### Was zu tun ist
a: Übertragen Sie den Text über Rahals Abgang bei Jaguar Racing wortgetreu: Setzen Sie bei den Worten „Als Hauptgrund für“ ein und enden Sie nach „Führungsqualitäten bewiesen hatte.“.
b: Führen Sie bitte den Text über Rahals Abgang bei Jaguar Racing im Anschluss an seinen letzten Satz weiter.

### Auszug aus Quelle
Dass Rahal nicht freiwillig das Feld räumte, oder gar seine Führungsqualitäten ausschlaggebend für die Trennung war, bestätigt auch folgende Aussage: "Ich habe nicht entschieden, dass ich gehen muss. Wenn man allerdings keine Unterstützung mehr hat, gibt es auch kaum noch einen Grund so weiterzumachen."

Als Hauptgrund für den Austausch Rahals durch Lauda dürften schlussendlich die in den letzten Monaten vorgefallenen Änderungen an der Spitze des Ford-Konzerns gewesen sein. So wurde Bobby Rahal damals von Neil Ressler angeheuert, welcher sich mittlerweile zur Ruhe gesetzt hat und dem Amerikaner keine Rückendeckung oder Unterstützung mehr geben konnte. Gleichzeitig brachte Dr. Wolfgang Reitzle Niki Lauda als Vorsitzenden der Jaguar, Cosworth Racing und Pi Eletronics umfassenden Premiere Sports Division ins Spiel. Am Ende vertraute Reitzle den Fähigkeiten von Lauda, welcher als Rennfahrer, Berater Ferraris und Chef seiner eigenen Fluglinie weit reichende Führungsqualitäten bewiesen hatte.

Wann immer aber Niki Lauda und Bobby Rahal an einem der Rennwochenenden in dieser Saison vor Ort an der Rennstrecke waren, in der teameigenen Garage oder am Kommandostand aufeinander trafen, wurde offensichtlich, dass das Verhältnis der beiden untereinander angespannt war. Als Grund dafür sind sicherlich nicht persönliche Abneigungen dem anderen gegenüber anzuführen, als vielmehr die Tatsache, dass sowohl der Amerikaner als auch der Österreicher beide ziemlich starke Persönlichkeiten mit einem Dickschädel sind.

"Ich mag Niki, insofern hatten wir kein Problem miteinander. Es ist halt nur so, dass er seine Meinung hatte und ich meine."

Dass ein Team mit zwei Chefs an der Spitze nicht funktionieren kann, dieser Auffassung war Rahal von vornherein. Der Amerikaner wollte sich deshalb Klarheit, wie sich der Konzern hinter Jaguar Racing in dieser Sache stellt, verschaffen, was letztendlich dazu führte, dass man Lauda das Vertrauen aussprach welches man ihm entzog.

(Beschriftungen der Objektpunkte)
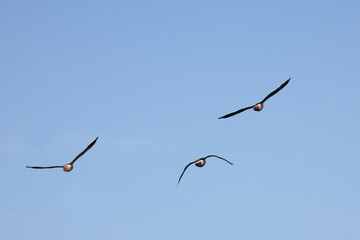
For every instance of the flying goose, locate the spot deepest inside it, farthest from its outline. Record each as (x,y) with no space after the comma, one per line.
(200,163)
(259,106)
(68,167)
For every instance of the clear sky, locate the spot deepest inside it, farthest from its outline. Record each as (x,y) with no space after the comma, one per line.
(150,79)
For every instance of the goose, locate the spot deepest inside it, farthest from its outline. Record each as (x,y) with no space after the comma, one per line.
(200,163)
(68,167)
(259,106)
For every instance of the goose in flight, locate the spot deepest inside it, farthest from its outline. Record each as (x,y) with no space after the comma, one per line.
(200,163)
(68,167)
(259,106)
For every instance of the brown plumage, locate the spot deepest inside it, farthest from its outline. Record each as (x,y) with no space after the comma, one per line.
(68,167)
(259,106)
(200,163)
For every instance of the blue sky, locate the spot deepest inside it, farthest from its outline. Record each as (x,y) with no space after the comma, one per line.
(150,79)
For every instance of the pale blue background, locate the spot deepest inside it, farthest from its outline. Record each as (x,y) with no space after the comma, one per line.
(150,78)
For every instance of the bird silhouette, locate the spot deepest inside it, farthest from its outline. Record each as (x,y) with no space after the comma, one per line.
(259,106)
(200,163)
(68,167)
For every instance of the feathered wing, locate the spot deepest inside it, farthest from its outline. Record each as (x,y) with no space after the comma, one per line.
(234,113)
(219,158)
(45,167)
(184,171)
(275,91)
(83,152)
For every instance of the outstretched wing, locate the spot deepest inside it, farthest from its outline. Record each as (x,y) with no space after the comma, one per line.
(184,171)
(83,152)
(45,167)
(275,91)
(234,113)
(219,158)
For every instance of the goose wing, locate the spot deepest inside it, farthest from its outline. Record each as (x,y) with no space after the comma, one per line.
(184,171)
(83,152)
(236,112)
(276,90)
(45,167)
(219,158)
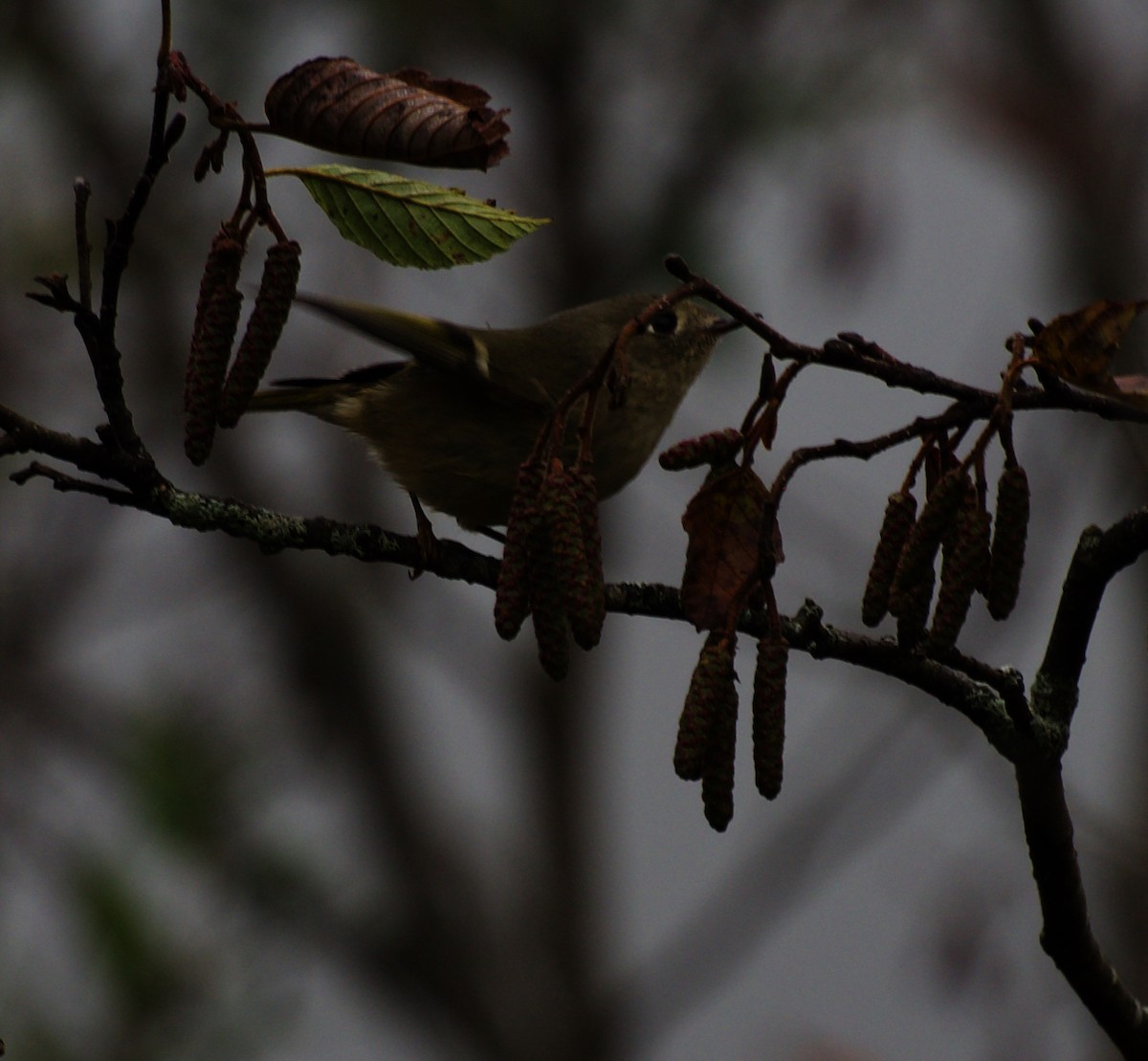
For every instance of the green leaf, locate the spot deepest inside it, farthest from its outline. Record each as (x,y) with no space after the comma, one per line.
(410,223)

### Die Lösungen
a:
Als Hauptgrund für den Austausch Rahals durch Lauda dürften schlussendlich die in den letzten Monaten vorgefallenen Änderungen an der Spitze des Ford-Konzerns gewesen sein. So wurde Bobby Rahal damals von Neil Ressler angeheuert, welcher sich mittlerweile zur Ruhe gesetzt hat und dem Amerikaner keine Rückendeckung oder Unterstützung mehr geben konnte. Gleichzeitig brachte Dr. Wolfgang Reitzle Niki Lauda als Vorsitzenden der Jaguar, Cosworth Racing und Pi Eletronics umfassenden Premiere Sports Division ins Spiel. Am Ende vertraute Reitzle den Fähigkeiten von Lauda, welcher als Rennfahrer, Berater Ferraris und Chef seiner eigenen Fluglinie weit reichende Führungsqualitäten bewiesen hatte.

b:
"Ich fühlte, dass ich nicht die nötige Unterstützung hatte und wenn man die nicht hat, geht einem der Elan verloren. Es kann nun einmal nur einen Chef im Hause geben. Zwei Teamchefs haben noch keinem Rennstall gut getan, vor allem wenn beide etwas aus dem Team machen wollen, darüber aber andere Auffassungen haben", so der 48-Jährige.

Hätte sich Neil Ressler nicht zur Ruhe gesetzt, so glaubt Rahal, dass er weiterhin Teamchef des in Milton Keynes beheimateten Rennstalls geblieben wäre. Aber zu seinem Bedauern ist dies leider nicht der Fall gewesen.

Die Diskussionen und Spekulationen um Rahals Bemühungen Eddie Irvine an Jordan zu verkaufen und dafür den gefeuerten Heinz-Harald Frentzen im Austausch ins Team zu holen, bezeichnet Rahal als Ablenkungsmanöver, denn seiner Meinung nach sollte der Vorsitzende eines Unternehmens schon darüber Bescheid wissen wer für ihn arbeitet und wer nicht. Ein abgekartetes Spiel also, indem Rahal auf Grund mangelnden Vertrauens und mangelnder Sympathien geopfert wurde, um so Platz für Lauda zu machen? Nun, die Formel 1 und ihre internen Machenschaften scheinen ziemlich komplex und verworren, was schon die Streitigkeiten zwischen Jaguar Racing und McLaren um die Dienste von Adrian Newey, oder auch die Angelegenheit zwischen Minardi und Toyota in Bezug auf Gustav Brunner, zu einem früheren Zeitpunkt zeigten. Im Falle der Entmachtung von Rahal hat es aber den Anschein, dass gezielt am Stuhl des Amerikaners gesägt wurde ...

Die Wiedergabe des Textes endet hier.